Excerto de texto:
++++++++++

Já tinha trazido o arnês e o equipamento do meu filho Nuno, que há dois anos que não voa, e estava por isso, pensava eu, pronto para o que desse e viesse. E desejoso...

No fim-de-semana passado estive de serviço e ontem esteve uma ventania, mas o Carl Wallbank, o voador que "manda cartas" nesta ilha e o recordista inglês com 315km, ontem tinha feito um voo de 260 km e aterrado na praia, só porque não havia mais Inglaterra para aterrar, razões pelas quais hoje, a despeito do tempo cinzento e chuviscoso, tinha de dar.

Combinei com o Mike Armstrong estar em Tinto, na pedreira, às 10 da manhã. Por isso acordei com o despertador às 7:00, arranjei-me, verifiquei que tinha todo o material e as sandes que tinha comprado na véspera, pus tudo no carro e fui ao barracão que aluguei por 20 libras por mês para guardar a asa. Tem uma porta onde dá para entrar com o carro e resolvi cronometrar o trabalho desde a abertura da porta até ao seu fecho, já com a asa amarrada: 30 minutos ! É verdade que foi a primeira vez, pelo que quase tudo era novo. Depois isto não é uma asa, são duas: as AIR são muito pesadas - esta pesa uns incríveis 45kg - pelo que são normalmente transportadas em dois sacos, um para cada bordo de ataque. Tive portanto que pôr o rack em cima do carro, pôr as escadas (duas, também) e amarrá-las, por as duas metades da asa e amarrá-las e finalmente sair. Meia hora. Sozinho...

Passei pelo meu homónimo Costa para o pequeno almoço de fim-de-semana típico: um copo de leite frio; dois espressos duplos, um dos quais verto logo para dentro do leite, para fazer um galão; uma tosta mista e o outro espresso duplo para rebater.

Uma hora e dez até Tinto, um monte de 600m que fica 50km a SE de Glasgow - eu estou em Greenock, pouco mais de 30km a ONO de Glasgow - e exactamente às 10:00 estava a chegar à pedreira combinada.

++++++++++

Extrato de dados:

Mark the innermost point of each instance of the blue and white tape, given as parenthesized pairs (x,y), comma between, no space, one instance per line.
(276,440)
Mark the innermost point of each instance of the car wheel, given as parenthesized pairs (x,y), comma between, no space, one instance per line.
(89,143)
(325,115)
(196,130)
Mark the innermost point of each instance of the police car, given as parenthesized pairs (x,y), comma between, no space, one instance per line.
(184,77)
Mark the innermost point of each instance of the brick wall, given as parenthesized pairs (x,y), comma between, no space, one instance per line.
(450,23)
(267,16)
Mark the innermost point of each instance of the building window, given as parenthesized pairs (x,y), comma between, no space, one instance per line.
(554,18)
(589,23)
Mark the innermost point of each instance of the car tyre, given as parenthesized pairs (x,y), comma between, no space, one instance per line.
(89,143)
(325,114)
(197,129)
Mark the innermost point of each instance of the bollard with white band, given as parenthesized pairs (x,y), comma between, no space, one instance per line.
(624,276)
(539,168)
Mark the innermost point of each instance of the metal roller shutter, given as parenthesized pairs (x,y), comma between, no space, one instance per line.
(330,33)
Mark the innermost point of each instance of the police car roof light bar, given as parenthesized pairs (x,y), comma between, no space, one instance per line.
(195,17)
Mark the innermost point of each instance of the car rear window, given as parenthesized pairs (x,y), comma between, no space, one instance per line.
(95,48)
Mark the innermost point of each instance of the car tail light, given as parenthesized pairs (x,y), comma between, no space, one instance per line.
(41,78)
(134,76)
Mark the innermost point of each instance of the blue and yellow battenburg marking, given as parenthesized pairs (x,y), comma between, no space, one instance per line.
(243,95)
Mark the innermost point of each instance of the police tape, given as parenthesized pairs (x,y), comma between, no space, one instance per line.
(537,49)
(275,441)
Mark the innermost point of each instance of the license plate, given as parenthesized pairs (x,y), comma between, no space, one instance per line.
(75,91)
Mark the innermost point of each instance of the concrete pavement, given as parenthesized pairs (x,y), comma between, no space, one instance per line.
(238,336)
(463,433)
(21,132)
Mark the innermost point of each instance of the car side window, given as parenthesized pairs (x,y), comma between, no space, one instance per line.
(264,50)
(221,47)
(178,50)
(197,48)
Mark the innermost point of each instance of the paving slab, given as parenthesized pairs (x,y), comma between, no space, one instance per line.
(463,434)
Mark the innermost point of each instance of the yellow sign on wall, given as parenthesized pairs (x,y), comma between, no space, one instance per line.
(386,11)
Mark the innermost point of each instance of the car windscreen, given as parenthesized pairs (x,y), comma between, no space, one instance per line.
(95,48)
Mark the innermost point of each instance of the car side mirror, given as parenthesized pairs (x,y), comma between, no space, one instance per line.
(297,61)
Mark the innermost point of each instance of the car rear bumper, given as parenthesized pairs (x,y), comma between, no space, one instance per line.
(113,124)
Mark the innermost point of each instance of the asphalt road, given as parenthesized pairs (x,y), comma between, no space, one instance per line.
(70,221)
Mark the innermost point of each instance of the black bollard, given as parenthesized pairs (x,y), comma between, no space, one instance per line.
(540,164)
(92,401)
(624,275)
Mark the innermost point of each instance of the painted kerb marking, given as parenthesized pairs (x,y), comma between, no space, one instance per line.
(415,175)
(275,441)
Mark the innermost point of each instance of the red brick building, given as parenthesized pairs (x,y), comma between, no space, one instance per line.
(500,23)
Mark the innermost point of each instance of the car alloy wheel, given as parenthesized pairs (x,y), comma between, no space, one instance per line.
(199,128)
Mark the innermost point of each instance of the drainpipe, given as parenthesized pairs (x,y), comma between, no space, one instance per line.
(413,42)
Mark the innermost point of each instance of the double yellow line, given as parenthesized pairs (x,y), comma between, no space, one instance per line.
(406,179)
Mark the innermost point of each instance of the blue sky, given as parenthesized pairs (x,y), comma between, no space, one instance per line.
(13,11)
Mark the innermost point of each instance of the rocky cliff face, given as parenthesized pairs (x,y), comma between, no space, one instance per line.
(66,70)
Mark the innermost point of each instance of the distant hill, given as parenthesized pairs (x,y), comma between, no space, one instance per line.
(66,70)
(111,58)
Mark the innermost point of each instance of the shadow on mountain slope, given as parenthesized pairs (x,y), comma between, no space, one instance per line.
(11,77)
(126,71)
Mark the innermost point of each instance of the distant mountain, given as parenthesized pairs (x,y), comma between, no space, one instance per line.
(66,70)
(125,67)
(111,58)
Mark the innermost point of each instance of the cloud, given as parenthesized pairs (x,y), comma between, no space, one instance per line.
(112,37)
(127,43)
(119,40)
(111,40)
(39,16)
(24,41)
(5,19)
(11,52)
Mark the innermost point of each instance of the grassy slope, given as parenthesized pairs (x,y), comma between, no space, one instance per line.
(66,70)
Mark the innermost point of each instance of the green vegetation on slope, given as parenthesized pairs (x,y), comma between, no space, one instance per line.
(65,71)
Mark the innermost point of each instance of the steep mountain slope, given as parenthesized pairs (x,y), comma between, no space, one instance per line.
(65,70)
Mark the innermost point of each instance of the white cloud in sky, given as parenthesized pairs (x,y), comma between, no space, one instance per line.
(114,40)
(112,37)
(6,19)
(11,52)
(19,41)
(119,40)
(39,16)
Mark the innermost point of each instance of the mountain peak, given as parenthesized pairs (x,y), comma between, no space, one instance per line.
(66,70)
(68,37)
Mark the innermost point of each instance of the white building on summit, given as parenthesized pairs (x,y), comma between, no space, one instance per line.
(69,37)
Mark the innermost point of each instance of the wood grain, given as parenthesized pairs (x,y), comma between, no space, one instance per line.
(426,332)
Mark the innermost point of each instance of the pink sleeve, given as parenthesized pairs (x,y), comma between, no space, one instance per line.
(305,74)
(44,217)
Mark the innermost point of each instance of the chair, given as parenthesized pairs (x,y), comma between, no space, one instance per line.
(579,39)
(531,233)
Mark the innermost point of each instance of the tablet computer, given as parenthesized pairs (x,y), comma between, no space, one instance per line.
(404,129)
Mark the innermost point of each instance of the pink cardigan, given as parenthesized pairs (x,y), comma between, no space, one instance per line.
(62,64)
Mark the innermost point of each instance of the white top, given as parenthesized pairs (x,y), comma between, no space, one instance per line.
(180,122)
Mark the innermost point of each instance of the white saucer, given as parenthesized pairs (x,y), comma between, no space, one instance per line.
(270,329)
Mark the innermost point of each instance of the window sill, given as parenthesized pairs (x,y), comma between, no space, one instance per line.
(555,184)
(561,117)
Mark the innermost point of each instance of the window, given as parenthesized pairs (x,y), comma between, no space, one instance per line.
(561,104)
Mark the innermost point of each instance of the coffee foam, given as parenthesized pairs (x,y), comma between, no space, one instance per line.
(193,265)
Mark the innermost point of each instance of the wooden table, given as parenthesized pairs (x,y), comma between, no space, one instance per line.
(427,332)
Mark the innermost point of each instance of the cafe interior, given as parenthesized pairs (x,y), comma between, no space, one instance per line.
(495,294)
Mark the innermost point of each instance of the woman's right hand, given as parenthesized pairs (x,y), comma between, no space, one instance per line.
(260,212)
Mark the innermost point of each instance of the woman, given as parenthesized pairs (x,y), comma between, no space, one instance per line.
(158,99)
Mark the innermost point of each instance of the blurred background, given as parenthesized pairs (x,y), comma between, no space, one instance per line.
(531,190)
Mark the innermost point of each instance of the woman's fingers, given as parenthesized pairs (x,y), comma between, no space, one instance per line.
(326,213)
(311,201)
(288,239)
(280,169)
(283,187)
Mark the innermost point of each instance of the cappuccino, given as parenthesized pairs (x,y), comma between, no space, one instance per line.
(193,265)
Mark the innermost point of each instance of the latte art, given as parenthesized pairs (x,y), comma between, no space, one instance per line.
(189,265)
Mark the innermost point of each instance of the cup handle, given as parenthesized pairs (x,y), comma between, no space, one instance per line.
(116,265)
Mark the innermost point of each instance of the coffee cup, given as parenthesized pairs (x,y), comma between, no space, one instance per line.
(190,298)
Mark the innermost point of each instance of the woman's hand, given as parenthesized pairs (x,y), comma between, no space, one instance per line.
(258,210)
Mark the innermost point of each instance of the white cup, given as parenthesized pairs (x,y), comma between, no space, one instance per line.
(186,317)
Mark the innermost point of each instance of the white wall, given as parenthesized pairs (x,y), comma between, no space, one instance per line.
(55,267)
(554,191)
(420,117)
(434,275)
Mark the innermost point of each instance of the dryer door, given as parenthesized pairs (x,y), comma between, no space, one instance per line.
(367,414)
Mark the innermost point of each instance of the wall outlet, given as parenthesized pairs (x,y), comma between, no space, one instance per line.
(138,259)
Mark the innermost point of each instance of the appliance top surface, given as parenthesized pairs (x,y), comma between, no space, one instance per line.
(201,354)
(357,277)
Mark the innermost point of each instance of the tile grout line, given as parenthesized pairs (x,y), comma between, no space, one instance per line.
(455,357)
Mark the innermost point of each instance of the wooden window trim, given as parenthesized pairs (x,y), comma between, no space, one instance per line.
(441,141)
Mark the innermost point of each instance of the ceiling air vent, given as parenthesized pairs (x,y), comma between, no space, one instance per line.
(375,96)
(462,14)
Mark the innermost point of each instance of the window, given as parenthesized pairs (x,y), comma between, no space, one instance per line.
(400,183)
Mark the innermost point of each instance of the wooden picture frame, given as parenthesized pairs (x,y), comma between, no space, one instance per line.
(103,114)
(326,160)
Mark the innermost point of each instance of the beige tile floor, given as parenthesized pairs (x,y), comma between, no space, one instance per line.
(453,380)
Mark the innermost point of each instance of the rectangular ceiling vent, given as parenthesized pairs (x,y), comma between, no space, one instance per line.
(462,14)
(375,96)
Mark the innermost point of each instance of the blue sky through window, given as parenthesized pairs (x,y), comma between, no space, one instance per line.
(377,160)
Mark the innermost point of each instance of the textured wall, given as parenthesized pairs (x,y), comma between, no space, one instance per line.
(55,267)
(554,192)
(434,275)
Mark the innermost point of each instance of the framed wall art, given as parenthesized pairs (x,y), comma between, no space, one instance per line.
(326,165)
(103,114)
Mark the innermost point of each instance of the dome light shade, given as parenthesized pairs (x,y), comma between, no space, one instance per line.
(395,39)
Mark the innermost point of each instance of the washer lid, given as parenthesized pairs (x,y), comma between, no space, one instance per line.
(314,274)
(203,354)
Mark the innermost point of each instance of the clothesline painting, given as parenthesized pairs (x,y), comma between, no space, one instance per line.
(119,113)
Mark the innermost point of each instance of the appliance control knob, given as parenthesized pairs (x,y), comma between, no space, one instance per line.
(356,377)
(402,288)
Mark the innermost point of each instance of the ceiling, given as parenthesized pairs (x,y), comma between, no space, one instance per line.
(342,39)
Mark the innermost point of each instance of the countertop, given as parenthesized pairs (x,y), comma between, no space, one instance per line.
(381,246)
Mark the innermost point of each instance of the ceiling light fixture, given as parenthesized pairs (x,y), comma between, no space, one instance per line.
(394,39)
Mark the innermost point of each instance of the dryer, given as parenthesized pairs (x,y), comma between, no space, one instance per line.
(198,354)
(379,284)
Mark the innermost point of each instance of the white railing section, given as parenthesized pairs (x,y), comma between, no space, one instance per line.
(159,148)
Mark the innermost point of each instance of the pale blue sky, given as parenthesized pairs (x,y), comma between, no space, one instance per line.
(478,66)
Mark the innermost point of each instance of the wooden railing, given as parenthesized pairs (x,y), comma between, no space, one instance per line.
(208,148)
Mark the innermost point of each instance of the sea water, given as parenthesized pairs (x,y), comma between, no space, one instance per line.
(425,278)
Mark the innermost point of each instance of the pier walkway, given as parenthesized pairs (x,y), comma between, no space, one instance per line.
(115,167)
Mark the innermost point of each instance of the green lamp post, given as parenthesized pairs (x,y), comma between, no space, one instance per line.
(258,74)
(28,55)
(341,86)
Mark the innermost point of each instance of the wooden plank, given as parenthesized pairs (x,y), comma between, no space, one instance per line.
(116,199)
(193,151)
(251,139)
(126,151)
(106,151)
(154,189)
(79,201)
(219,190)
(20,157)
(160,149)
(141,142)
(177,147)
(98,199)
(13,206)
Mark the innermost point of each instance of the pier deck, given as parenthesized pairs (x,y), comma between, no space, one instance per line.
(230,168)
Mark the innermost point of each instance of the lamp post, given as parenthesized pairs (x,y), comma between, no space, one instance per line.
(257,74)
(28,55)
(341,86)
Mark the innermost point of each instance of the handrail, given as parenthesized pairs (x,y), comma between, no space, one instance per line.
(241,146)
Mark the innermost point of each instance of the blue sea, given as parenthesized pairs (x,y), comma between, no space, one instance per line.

++++++++++

Enunciado 1:
As afirmações seguintes estão de acordo com o excerto? Responda sim ou não a cada uma e cite as palavras do excerto que o decidem.
(a) O barracão onde a asa é guardada custa 20 libras por mês.
(b) A asa AIR pesa cerca de 30 kg.
(c) O narrador está em Glasgow.
Enunciado 2:
Segundo o excerto, responda a cada pergunta:
(a) A que horas tocou o despertador?
(b) Que altura tem o monte de Tinto?
(c) Quantos quilómetros voou Carl Wallbank na véspera?
As linhas não têm aqui qualquer papel.

Resolução 1:
(a) Sim: "que aluguei por 20 libras por mês".
(b) Não: "esta pesa uns incríveis 45kg".
(c) Não: "eu estou em Greenock".

Resolução 2:
(a) Às 7:00.
(b) 600 m.
(c) 260 km.